## [PROBLEM REQUIREMENTS]
Can you extend the article below about Credit Suisse's view of small-cap versus large-cap stocks, picking up right after its last sentence?

Tags: Credit Suisse | stocks | small-cap | large-cap

Credit Suisse: Small-Cap Stocks May Rise as Large-Caps Sink

By    |   Tuesday, 10 March 2015 11:00 AM EDT

Smaller-company stocks offer better value than those of major corporations this year as the U.S. dollar becomes more valuable than foreign currencies, according to Credit Suisse.

The Swiss bank said its financial model for the Standard & Poor’s 500 Stock Index indicates the biggest publicly traded companies have gotten more expensive than the 30-year average. The move typically means that the index will drop by 6 percent in the following 12 months.

“The case for large caps continues to deteriorate while the case for small caps continues to strengthen,” Lori Calvasina, a New York-based analyst for Credit Suisse, said in a March 4 report obtained by Newsmax Finance. “We suspect that the strengthening of the U.S. dollar bears much of the blame for the recent deterioration.”

The dollar this week rose to a 11-year high compared with a group of foreign currencies as investors saw a greater likelihood that the Federal Reserve will raise interest rates this year. A rate hike will make dollars scarcer just as other regions including Europe and Asia are printing more money to stimulate economic growth.

## [DATASET CONTENT]
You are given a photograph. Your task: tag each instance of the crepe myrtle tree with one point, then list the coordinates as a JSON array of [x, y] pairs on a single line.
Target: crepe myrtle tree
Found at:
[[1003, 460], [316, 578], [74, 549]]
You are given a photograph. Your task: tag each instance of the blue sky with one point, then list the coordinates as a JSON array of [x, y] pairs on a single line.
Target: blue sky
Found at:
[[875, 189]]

## [EXPECTED ANSWER]
A more expensive dollar makes U.S. products more expensive to foreign buyers and reduces the value of U.S. company sales in those countries. Smaller companies typically are more insulated to currency changes because they don’t depend on foreign sales as much as larger corporations do.

Credit Suisse said that small-cap stocks, which have a median market value of about $1.5 billion, have also gotten more expensive “but valuations have improved over the past year and do not look nearly as stretched as those for large caps.”

The bank’s valuation model indicates the small-caps will rise by 2 percent in the next 12 months. The S&P 500 has risen about 10.5 percent in the 12-month period through Monday, compared with a 1.3 percent gain for the Russell 2000 index of small-cap stocks.

“Small caps are currently the cheapest they’ve been relative to large caps since the end of the tech bubble,” Calvasina said. “Now is the time for those who have been cautious on small-cap from an asset allocation perspective to start tiptoeing back in, and to trim their large-cap exposure.”

Individual investors should allocate money to small-cap stocks through a mutual fund or exchange-traded fund, according to financial adviser Paul A. Merriman.

It's not hard to understand why small companies can make good investments: They have lots of room to grow,” he wrote on the MarketWatch website. “Google was once a startup, as was Apple. The same is true for every corporate giant.”

He cited historical data that show U.S. small-cap stocks had a compound annual return of 12.2 percent from 1928 to 2014, compared with 9.8 percent for the S&P 500.The major drawback to small-caps is that they are more volatile than large-cap stocks.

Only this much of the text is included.